**AIM**
Copy out the records word for word, starting with the line that contains "groovy:000> new Detector().find(, 'clear" and going on through the last line of the records.

**RECORD LIST**

-------

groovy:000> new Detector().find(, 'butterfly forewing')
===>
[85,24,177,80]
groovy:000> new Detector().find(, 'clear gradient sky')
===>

-------

**FINAL RESULT**
groovy:000> new Detector().find(, 'clear gradient sky')
===>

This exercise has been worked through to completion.